Natural language region descriptions
═══
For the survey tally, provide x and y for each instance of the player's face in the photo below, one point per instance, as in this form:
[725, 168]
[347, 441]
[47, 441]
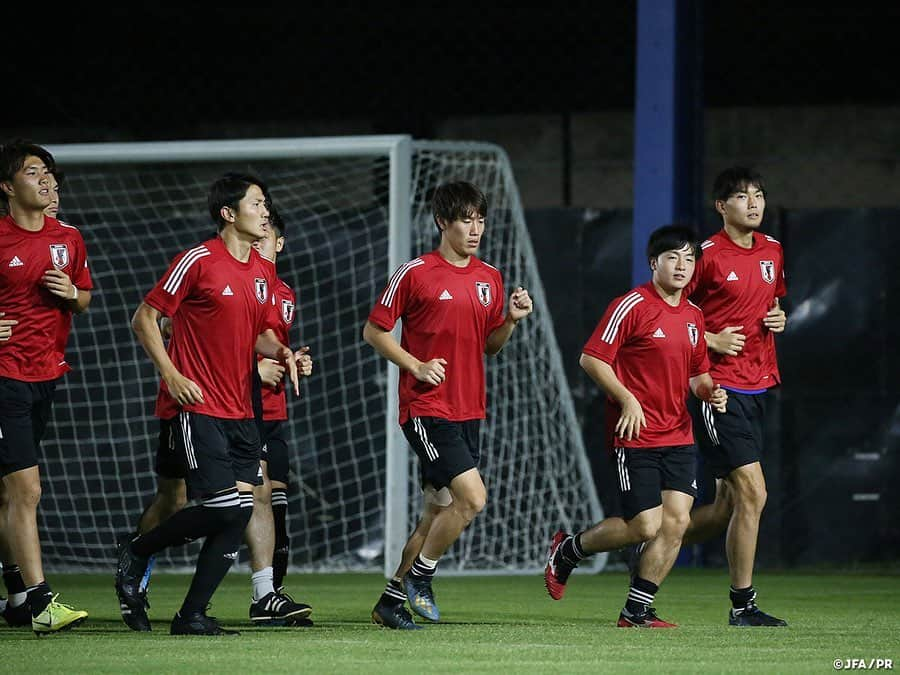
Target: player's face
[31, 184]
[53, 208]
[252, 215]
[672, 270]
[464, 235]
[270, 245]
[744, 208]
═══
◆ Exercise brief ◆
Copy out every line above without change, dropping the pictures.

◆ Finished task ◆
For the survey tally, provide x and y for each instance of the player's face in the photo below, one point per instance, as in this form:
[725, 168]
[347, 441]
[47, 441]
Target: player's face
[31, 184]
[53, 208]
[252, 215]
[672, 270]
[464, 235]
[270, 245]
[744, 208]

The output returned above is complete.